Set tasks →
1. From the surge pricing article, repeat verbatim the passage that begins at the words "Geographic tract data" and stops after the words "value per tract.".
2. According to the surge pricing article, what range of sizes do the census tract areas span?
3. Condense the paragraph of the surge pricing article beginning "Geographic tract data includes" into a short bulleted list that retains its main facts.

Excerpt provided →
* START *

My introductory project to computational journalism was to investigate Uber surge pricing in Washington, D.C. The resulting story published in the Washington Post’s Wonkblog ended up being about race, but it didn’t start out that way.
Nick Diakopoulos, who leads the University of Maryland’s Computational Journalism Lab, wrote for the Wonkblog last year with a story on how surge pricing motivates Uber drivers to move to those surging areas, but does not increase the number of drivers on the road as Uber claims. So if drivers are moving toward surge neighborhoods, those neighborhoods experience shorter wait times, and therefore better service. On the other hand, non-surge neighborhoods will experience longer wait times due to there being fewer cars in the area. So we asked: Does surge pricing—and therefore service—differ consistently based on neighborhood (census tract)? And what are the demographics characterizing those neighborhoods?
I used Uber API code written by Nick to obtain the expected wait time—or ETA—of any Uber car and the surge price at any specified location. But the locations—given as longitudes and latitudes—have to be selected and given to the API. How should we sample D.C?
Geographic tract data includes latitudes and longitudes for the center-points of each tract, but tract areas range from ~0.08 to ~2.5 square miles. So, with that in mind, I applied a grid of points overD.C. where I handpicked the starting and ending latitude/longitude and filled the rest in programmatically using Python at a density that should hit the smallest tracts. The code also excluded any points that were outside of the District. Once collected, I would then average the data together from all points within each tract to obtain one value per tract.
Looking at the resulting grid on a map, I realized that there were many points in parkland, rivers, cemeteries and other places that contained no actual roads. People are unlikely to be calling an Uber from those places. I had to find a way to validate the addresses. Fortunately, I was able to also do this in python—Googling “the thing you want to do Python 3” got me pretty much everything I needed for this project.

* END *

Entries from a pointing dataset:
* START *

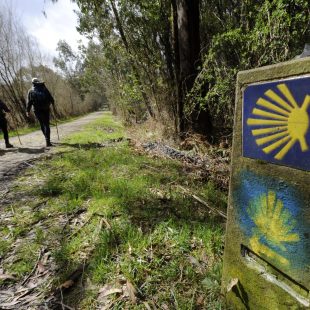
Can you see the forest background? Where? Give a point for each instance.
(171, 61)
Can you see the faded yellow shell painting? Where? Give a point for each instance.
(280, 125)
(273, 227)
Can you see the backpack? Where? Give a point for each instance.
(41, 98)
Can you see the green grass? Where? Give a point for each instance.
(140, 227)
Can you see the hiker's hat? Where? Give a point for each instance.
(36, 81)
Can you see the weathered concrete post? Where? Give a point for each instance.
(267, 251)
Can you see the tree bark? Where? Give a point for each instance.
(128, 49)
(187, 48)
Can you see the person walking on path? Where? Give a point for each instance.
(40, 98)
(3, 123)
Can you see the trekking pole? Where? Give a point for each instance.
(15, 125)
(56, 123)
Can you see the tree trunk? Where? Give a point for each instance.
(188, 41)
(134, 66)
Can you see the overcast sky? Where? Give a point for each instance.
(59, 24)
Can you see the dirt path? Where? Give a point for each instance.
(33, 145)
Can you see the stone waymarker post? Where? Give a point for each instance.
(267, 251)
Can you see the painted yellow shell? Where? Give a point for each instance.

* END *

Results for the exercise →
1.
Geographic tract data includes latitudes and longitudes for the center-points of each tract, but tract areas range from ~0.08 to ~2.5 square miles. So, with that in mind, I applied a grid of points overD.C. where I handpicked the starting and ending latitude/longitude and filled the rest in programmatically using Python at a density that should hit the smallest tracts. The code also excluded any points that were outside of the District. Once collected, I would then average the data together from all points within each tract to obtain one value per tract.

2. The tract areas range from about 0.08 to about 2.5 square miles.

3.
- Tract data gives center-point latitudes and longitudes, but tracts range from about 0.08 to 2.5 square miles.
- A grid of points was laid over D.C., with the starting and ending coordinates chosen by hand and the rest filled in with Python at a density meant to reach the smallest tracts.
- Points outside the District were excluded.
- Data from all points within each tract would be averaged to give one value per tract.